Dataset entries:
^^^^^^^^^^^^^^^^

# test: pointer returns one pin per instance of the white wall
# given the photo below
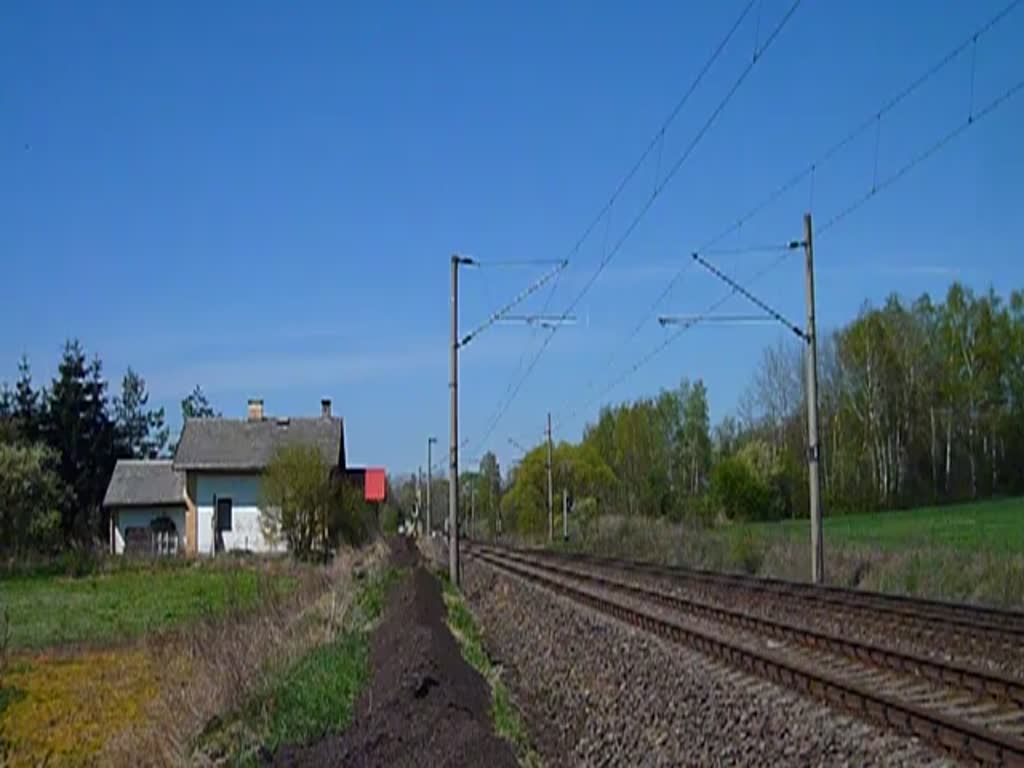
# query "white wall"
(141, 517)
(246, 532)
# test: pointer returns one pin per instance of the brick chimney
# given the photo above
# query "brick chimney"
(255, 409)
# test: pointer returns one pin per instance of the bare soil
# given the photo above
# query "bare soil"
(424, 706)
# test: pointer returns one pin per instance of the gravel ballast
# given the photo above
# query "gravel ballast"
(595, 691)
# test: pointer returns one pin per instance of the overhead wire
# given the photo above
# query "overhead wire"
(811, 168)
(605, 211)
(873, 120)
(659, 186)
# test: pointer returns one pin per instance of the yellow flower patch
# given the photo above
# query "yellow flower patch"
(66, 708)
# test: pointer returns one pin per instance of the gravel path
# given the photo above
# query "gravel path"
(598, 692)
(979, 652)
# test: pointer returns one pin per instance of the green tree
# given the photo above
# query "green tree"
(196, 406)
(308, 508)
(140, 432)
(79, 429)
(30, 499)
(488, 493)
(298, 497)
(8, 430)
(28, 404)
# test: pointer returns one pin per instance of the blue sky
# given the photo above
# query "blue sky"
(262, 198)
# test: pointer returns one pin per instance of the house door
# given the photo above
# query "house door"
(222, 522)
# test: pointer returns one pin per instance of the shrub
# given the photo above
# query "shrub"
(737, 493)
(30, 499)
(308, 508)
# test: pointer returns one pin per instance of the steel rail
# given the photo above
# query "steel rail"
(937, 615)
(962, 738)
(971, 679)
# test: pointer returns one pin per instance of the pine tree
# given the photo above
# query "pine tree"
(80, 431)
(27, 404)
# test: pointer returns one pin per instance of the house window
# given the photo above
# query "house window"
(223, 514)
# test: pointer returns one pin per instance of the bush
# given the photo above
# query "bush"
(30, 500)
(310, 509)
(737, 493)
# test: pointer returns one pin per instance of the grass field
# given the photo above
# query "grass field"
(967, 552)
(47, 610)
(313, 696)
(992, 527)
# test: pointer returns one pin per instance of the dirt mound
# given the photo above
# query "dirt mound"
(424, 705)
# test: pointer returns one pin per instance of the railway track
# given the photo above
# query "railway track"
(974, 714)
(972, 624)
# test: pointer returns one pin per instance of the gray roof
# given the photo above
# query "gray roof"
(144, 483)
(249, 444)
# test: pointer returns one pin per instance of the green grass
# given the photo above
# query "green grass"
(314, 696)
(46, 609)
(991, 526)
(966, 552)
(317, 695)
(508, 724)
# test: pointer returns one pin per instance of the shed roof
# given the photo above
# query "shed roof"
(249, 444)
(144, 483)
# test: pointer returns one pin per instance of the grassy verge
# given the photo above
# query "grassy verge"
(46, 609)
(508, 724)
(970, 552)
(310, 698)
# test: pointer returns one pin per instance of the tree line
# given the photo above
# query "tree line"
(58, 444)
(921, 401)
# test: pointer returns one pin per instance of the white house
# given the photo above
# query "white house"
(211, 491)
(146, 502)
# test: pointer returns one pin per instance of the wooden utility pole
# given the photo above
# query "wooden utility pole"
(565, 514)
(419, 497)
(551, 498)
(454, 570)
(813, 444)
(430, 509)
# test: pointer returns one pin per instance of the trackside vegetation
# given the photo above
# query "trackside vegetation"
(508, 724)
(310, 697)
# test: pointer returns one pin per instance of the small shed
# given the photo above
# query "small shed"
(146, 503)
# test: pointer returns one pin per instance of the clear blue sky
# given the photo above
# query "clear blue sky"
(262, 198)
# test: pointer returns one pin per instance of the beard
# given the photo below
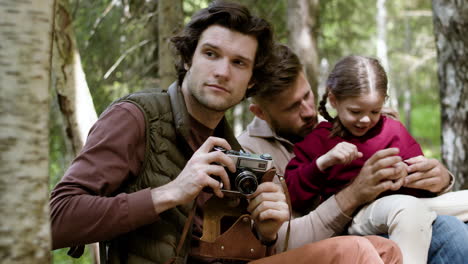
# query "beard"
(291, 134)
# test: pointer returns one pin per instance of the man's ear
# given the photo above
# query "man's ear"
(257, 111)
(332, 99)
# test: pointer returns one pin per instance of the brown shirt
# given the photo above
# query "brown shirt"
(82, 209)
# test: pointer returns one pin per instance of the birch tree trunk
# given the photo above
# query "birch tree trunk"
(382, 53)
(170, 19)
(451, 33)
(26, 36)
(302, 24)
(69, 82)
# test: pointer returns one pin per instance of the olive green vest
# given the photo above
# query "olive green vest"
(166, 153)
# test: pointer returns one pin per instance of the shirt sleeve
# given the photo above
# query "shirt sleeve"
(408, 146)
(84, 205)
(303, 177)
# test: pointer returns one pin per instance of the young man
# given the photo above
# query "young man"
(286, 112)
(149, 160)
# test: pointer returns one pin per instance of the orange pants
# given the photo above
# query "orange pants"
(342, 249)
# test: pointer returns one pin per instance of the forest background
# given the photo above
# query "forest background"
(115, 47)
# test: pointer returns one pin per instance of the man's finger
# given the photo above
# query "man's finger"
(381, 155)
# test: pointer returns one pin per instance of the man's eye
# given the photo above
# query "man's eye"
(239, 62)
(209, 53)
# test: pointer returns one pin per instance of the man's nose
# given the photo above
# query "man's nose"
(308, 110)
(222, 69)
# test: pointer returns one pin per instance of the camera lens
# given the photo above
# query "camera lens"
(246, 182)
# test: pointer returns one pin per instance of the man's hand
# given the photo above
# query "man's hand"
(269, 210)
(381, 172)
(343, 153)
(426, 174)
(204, 169)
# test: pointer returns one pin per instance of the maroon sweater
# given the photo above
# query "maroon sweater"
(306, 182)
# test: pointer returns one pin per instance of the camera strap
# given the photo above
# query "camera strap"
(288, 200)
(187, 225)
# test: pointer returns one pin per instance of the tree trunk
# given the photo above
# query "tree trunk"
(451, 33)
(382, 53)
(170, 18)
(69, 83)
(302, 24)
(26, 36)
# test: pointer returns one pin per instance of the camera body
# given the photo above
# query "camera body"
(250, 169)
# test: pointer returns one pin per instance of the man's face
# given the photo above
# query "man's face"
(291, 114)
(221, 70)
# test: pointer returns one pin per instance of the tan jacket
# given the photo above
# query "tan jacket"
(326, 221)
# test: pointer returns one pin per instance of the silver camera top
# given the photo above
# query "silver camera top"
(255, 162)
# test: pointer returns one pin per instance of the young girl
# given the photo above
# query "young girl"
(332, 155)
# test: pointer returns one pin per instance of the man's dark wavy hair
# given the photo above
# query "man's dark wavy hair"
(232, 16)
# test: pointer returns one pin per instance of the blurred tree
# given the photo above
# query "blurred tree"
(451, 32)
(26, 37)
(170, 22)
(302, 18)
(69, 83)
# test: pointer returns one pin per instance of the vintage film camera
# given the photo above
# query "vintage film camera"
(250, 169)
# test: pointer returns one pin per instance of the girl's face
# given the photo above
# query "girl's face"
(359, 114)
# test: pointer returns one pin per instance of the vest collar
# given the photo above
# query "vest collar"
(181, 118)
(260, 128)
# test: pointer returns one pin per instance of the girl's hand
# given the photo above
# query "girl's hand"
(343, 153)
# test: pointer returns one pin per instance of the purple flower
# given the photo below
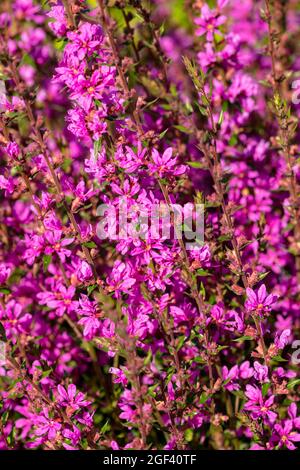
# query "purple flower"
(14, 320)
(46, 425)
(60, 25)
(209, 22)
(259, 302)
(120, 377)
(261, 372)
(13, 150)
(71, 399)
(259, 406)
(165, 165)
(284, 436)
(282, 339)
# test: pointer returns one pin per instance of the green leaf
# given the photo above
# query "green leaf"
(242, 338)
(188, 435)
(183, 129)
(163, 133)
(265, 388)
(90, 289)
(46, 373)
(105, 427)
(46, 261)
(180, 342)
(2, 333)
(90, 244)
(293, 383)
(5, 290)
(203, 273)
(203, 398)
(195, 164)
(279, 359)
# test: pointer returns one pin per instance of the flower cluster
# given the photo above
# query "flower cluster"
(184, 347)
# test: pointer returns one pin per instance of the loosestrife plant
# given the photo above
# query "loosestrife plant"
(124, 322)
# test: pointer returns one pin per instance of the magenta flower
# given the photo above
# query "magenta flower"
(59, 24)
(209, 22)
(71, 399)
(55, 244)
(5, 272)
(259, 406)
(259, 302)
(90, 317)
(61, 301)
(13, 149)
(284, 436)
(166, 165)
(85, 40)
(15, 321)
(46, 425)
(230, 377)
(120, 377)
(120, 280)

^^^^^^^^^^^^^^^^

Aim of the task: When you transcribe the entries above, begin at their first line, end with the line containing "# test: pointer returns one pin per instance of the blue", and copy each line exactly without any picture.

Task result:
# test: pointer returns one pin per instance of the white wall
# given the photo below
# query "white wall"
(141, 517)
(246, 532)
# test: pointer returns one pin per instance of the brick chimney
# given the photo above
# query "brick chimney"
(255, 409)
# test: pointer returns one pin per instance of the bare soil
# given the photo above
# query "bare soil"
(424, 706)
# test: pointer returns one pin per instance of the gravel ballast
# given the photo above
# query "gravel ballast"
(595, 691)
# test: pointer returns one pin per instance of the overhead wire
# given the photo above
# query "overhead wire"
(811, 168)
(605, 211)
(873, 120)
(659, 186)
# test: pointer returns one pin per instance of the yellow flower patch
# given the photo above
# query "yellow flower patch"
(66, 708)
# test: pointer returns one pin per instance of the gravel path
# given the photo above
# query "gravel path"
(598, 692)
(979, 652)
# test: pointer returns one pin per instance of the green tree
# given the photo above
# query "green tree"
(196, 406)
(308, 508)
(140, 432)
(79, 429)
(30, 499)
(488, 493)
(298, 497)
(8, 430)
(28, 404)
# test: pointer returns one pin per instance of the blue sky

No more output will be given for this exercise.